YOUR GOAL:
Set each line of the data down exactly, please.

EXTRACTED RECORDS section start

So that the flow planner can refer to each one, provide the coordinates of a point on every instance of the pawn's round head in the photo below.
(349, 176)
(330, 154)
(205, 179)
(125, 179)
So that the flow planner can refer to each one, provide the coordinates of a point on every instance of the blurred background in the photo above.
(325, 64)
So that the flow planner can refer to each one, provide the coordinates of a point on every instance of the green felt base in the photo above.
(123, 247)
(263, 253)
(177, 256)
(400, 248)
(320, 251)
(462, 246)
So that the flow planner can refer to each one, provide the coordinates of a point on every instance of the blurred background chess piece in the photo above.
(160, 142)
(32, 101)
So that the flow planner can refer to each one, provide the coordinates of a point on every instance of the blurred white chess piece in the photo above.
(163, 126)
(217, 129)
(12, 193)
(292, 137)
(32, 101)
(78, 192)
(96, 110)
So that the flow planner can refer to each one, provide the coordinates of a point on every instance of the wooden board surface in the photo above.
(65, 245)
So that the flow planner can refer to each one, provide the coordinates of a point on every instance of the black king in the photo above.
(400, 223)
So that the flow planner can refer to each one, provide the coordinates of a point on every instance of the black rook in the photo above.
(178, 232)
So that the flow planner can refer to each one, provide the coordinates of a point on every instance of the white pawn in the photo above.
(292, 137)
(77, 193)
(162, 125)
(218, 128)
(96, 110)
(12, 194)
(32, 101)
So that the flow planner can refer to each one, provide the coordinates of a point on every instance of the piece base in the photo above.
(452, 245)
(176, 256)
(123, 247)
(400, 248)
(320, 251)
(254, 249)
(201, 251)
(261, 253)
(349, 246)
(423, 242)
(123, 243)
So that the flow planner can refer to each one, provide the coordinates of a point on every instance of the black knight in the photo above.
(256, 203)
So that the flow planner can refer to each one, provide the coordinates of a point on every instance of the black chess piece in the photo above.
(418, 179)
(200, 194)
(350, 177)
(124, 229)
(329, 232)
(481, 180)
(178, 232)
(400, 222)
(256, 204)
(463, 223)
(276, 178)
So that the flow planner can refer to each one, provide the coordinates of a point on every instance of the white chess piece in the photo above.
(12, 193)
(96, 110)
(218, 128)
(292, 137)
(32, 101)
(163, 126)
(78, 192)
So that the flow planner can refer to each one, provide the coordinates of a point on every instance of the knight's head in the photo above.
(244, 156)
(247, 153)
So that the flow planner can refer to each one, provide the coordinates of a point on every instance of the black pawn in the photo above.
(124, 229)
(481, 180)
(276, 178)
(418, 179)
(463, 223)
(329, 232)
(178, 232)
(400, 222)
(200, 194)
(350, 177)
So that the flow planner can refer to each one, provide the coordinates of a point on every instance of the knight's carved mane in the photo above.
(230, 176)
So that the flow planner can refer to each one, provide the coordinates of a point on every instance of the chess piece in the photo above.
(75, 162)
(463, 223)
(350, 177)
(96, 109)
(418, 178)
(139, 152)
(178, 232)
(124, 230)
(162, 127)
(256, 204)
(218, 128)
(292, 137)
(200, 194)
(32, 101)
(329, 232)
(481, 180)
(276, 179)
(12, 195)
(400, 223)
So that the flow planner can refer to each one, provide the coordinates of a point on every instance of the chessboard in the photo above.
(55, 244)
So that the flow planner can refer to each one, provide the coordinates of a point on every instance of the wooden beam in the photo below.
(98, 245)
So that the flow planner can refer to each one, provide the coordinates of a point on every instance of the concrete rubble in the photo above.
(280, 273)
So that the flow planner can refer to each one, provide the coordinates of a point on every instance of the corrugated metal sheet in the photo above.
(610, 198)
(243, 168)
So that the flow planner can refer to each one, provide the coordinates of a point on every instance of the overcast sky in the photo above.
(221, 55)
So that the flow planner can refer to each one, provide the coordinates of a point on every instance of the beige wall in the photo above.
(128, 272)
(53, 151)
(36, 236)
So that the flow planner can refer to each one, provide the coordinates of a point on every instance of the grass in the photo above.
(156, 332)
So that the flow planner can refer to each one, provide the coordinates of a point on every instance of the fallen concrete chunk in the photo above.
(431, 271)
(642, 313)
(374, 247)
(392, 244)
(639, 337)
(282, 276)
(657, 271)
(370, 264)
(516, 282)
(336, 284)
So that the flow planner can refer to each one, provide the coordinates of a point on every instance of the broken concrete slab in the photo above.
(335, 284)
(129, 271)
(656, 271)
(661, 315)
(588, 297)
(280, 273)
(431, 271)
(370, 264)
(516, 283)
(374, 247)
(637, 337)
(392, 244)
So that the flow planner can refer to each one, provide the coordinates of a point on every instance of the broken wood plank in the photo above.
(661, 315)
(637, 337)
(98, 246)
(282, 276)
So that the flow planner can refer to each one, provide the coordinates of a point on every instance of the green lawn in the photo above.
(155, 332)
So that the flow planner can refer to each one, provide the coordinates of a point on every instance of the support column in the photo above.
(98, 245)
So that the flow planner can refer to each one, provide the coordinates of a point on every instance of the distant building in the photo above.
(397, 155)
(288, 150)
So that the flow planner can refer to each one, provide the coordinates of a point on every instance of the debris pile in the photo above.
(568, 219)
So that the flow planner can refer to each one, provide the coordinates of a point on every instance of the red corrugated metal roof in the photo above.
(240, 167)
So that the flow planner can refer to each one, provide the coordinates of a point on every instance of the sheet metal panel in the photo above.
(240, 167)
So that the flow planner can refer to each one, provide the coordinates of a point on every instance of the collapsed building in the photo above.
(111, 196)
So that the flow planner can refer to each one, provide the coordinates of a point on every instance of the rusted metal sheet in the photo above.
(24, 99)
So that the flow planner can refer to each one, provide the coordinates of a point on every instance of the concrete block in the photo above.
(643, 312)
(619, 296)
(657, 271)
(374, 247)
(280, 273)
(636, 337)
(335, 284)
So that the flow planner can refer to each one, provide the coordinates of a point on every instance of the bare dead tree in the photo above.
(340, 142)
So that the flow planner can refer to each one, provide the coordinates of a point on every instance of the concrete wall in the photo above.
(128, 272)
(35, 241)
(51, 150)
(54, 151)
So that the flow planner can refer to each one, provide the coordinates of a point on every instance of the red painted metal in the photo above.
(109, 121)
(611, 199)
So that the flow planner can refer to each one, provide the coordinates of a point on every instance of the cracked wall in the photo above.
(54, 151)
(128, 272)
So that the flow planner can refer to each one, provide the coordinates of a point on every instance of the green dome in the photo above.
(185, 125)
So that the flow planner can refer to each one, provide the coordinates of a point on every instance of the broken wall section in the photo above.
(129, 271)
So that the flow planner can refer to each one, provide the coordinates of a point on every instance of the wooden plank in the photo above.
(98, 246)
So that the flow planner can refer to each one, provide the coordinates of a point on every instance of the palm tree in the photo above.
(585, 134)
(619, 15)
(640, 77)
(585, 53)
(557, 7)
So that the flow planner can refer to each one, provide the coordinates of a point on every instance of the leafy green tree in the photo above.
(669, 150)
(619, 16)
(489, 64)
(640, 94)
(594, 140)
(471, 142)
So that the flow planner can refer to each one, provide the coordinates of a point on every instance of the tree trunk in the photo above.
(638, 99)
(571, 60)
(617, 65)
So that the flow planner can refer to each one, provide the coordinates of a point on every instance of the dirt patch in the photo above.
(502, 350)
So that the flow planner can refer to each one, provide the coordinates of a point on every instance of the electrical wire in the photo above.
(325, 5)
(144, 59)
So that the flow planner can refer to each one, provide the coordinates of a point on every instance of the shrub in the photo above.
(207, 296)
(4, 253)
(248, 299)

EXTRACTED RECORDS section end

SOLUTION BELOW:
So that the flow planner can refer to each one, provide the coordinates of a point on every instance of the pawn's round head in the photo below.
(349, 176)
(330, 154)
(205, 179)
(125, 179)
So that the flow planner can refer to each one, provide the coordinates of a point on every instance of the blurred background in the photo above.
(325, 64)
So that the flow planner can refer to each one, provide the coordinates of a point on every instance of the green felt base in the photo above.
(123, 247)
(263, 253)
(177, 256)
(400, 248)
(320, 251)
(462, 246)
So that the flow planner can refer to each one, provide the coordinates of a point on every instance of the blurred background chess piece in the photo above.
(160, 142)
(32, 101)
So that the flow planner can refer to each one, provide the coordinates of a point on every instance of the blurred white chess piece in the photo above.
(163, 126)
(217, 129)
(12, 193)
(292, 137)
(32, 101)
(78, 192)
(96, 110)
So that the flow planner can refer to each one, provide the coordinates of a point on every instance of the wooden board surface in the photo above.
(65, 245)
So that the flow planner can refer to each one, provide the coordinates of a point on every instance of the black king in the photo above.
(400, 223)
So that the flow planner can refer to each one, provide the coordinates of a point on every instance of the black rook in the photo above.
(178, 232)
So that the flow planner can refer to each one, provide the coordinates of a point on every instance of the white pawn in the photo above.
(292, 137)
(77, 193)
(162, 125)
(218, 128)
(96, 110)
(12, 194)
(32, 101)
So that the flow planner can refer to each one, provide the coordinates of a point on every instance of the piece base in the photo above.
(452, 245)
(176, 256)
(123, 247)
(400, 248)
(320, 251)
(254, 249)
(201, 251)
(261, 253)
(349, 246)
(423, 242)
(123, 243)
So that the flow planner can refer to each one, provide the coordinates of a point on every instance of the black knight in the photo above.
(256, 203)
So that the flow planner can refer to each one, provide the coordinates of a point on every instance of the black chess piece in the photo above.
(418, 179)
(200, 194)
(350, 177)
(124, 229)
(329, 232)
(481, 180)
(178, 232)
(400, 222)
(256, 204)
(463, 223)
(276, 178)
So that the flow planner can refer to each one, provide the coordinates of a point on every instance of the white chess piece in the photo above.
(12, 193)
(96, 110)
(218, 128)
(292, 137)
(32, 101)
(163, 126)
(78, 192)
So that the flow planner can refer to each one, provide the coordinates of a point on every instance of the knight's head in the photo above.
(244, 156)
(247, 153)
So that the flow planner can refer to each one, provide the coordinates of a point on every instance of the black pawn in the photo above.
(124, 229)
(481, 180)
(276, 178)
(418, 179)
(463, 223)
(329, 232)
(178, 232)
(400, 222)
(200, 194)
(350, 177)
So that the flow planner can refer to each one, provide the coordinates of a point on every instance of the knight's carved mane in the photo above.
(230, 176)
So that the flow planner can refer to each one, provide the coordinates of a point on every instance of the chess piece in the photo above.
(75, 162)
(463, 223)
(350, 177)
(96, 109)
(418, 178)
(139, 152)
(178, 232)
(124, 230)
(162, 127)
(256, 204)
(218, 128)
(292, 137)
(200, 194)
(32, 101)
(329, 232)
(481, 180)
(276, 179)
(12, 195)
(400, 223)
So that the flow planner can refer to each one, provide the coordinates of a point on every instance of the chessboard in the photo above.
(55, 244)
So that the flow planner can refer to each one, provide the coordinates of a point on every instance of the wooden beam in the photo below.
(98, 245)
So that the flow planner can refer to each one, provide the coordinates of a point on every instance of the concrete rubble in the photo above.
(280, 273)
So that the flow planner can refer to each one, provide the coordinates of a point on every instance of the corrugated metal sheet in the photo above.
(610, 198)
(243, 168)
So that the flow planner can refer to each one, provide the coordinates of a point on every instance of the overcast sky in the photo above.
(221, 55)
So that the flow planner can refer to each one, provide the coordinates of a point on every instance of the beige wall in the photo above.
(128, 272)
(53, 151)
(36, 236)
So that the flow planner can refer to each one, provide the coordinates of a point on every instance of the grass in the photo above.
(156, 332)
So that the flow planner can refer to each one, provide the coordinates of a point on every instance of the fallen concrete chunk in the photo above.
(431, 271)
(642, 313)
(374, 247)
(392, 244)
(639, 337)
(282, 276)
(657, 271)
(370, 264)
(516, 282)
(336, 284)
So that the flow planner can refer to each one, provide the coordinates of a point on every instance of the broken concrete slab in the photo above.
(335, 284)
(129, 271)
(656, 271)
(661, 315)
(588, 297)
(280, 273)
(431, 271)
(370, 264)
(516, 283)
(374, 247)
(637, 337)
(392, 244)
So that the flow planner can refer to each one, provide the coordinates of a point on every instance of the broken wood plank in the photo above.
(661, 315)
(637, 337)
(98, 246)
(282, 276)
So that the flow planner can refer to each one, provide the coordinates of a point on every instance of the green lawn in the photo above.
(155, 332)
So that the flow planner can refer to each one, provide the coordinates of a point on every instance of the support column in the photo above.
(98, 245)
So that the flow planner can refer to each one, provide the coordinates of a point on every instance of the distant building in the photo above.
(397, 155)
(288, 150)
So that the flow planner can refer to each one, provide the coordinates of a point on every instance of the debris pile in the photo above.
(568, 219)
So that the flow planner can refer to each one, provide the coordinates of a point on every instance of the red corrugated metal roof in the photo above.
(240, 167)
So that the flow planner can refer to each one, provide the coordinates of a point on every instance of the sheet metal panel in the photo above.
(240, 167)
So that the flow planner can refer to each one, provide the coordinates of a point on every instance of the collapsed building in the photo above.
(111, 196)
So that the flow planner can refer to each one, provide the coordinates of a point on every instance of the rusted metal sheet in the photo above.
(24, 99)
So that the flow planner can refer to each one, provide the coordinates of a point on every instance of the concrete block in the photo above.
(643, 312)
(619, 296)
(657, 271)
(374, 247)
(280, 273)
(636, 337)
(335, 284)
So that the flow planner can refer to each one, provide the coordinates of a point on every instance of the bare dead tree in the photo above.
(340, 142)
So that the flow planner can refer to each one, provide the coordinates of a point on every instance of the concrete wall in the photo above.
(128, 272)
(35, 241)
(51, 150)
(54, 151)
So that the flow planner can refer to each one, provide the coordinates of a point on every instance of the red painted metal in the photo above.
(109, 121)
(611, 199)
So that the flow planner can refer to each one, provide the coordinates of a point on every instance of the cracked wall in the photo above.
(54, 151)
(128, 272)
So that the flow planner can refer to each one, provide the coordinates of a point on every instance of the green dome in the photo above.
(185, 125)
So that the flow planner can refer to each one, provide the coordinates of a point on every instance of the broken wall section in the photo above.
(129, 271)
So that the flow planner can refer to each one, provide the coordinates of a point on every instance of the wooden plank in the photo above.
(98, 246)
So that the flow planner can refer to each one, provide the coordinates of a point on every instance of the palm tree in the photo above.
(585, 134)
(619, 15)
(640, 77)
(585, 53)
(557, 7)
So that the flow planner can refer to each one, provide the coordinates of a point on every instance of the leafy green tree in the photo above.
(669, 150)
(619, 16)
(489, 64)
(640, 94)
(594, 140)
(471, 142)
So that the flow planner can refer to each one, provide the coordinates of a point on every instance of the tree trunk in the photo above.
(638, 99)
(571, 60)
(617, 65)
So that the flow planner can refer to each one, provide the coordinates of a point on every instance of the dirt patch in the photo above.
(502, 350)
So that the flow planner can refer to each one, provide the coordinates of a point on every instance of the electrical wire in the photo above.
(325, 5)
(144, 59)
So that the flow planner can refer to each one, provide the coordinates of a point on every instance of the shrub in the photo above.
(207, 296)
(4, 253)
(248, 299)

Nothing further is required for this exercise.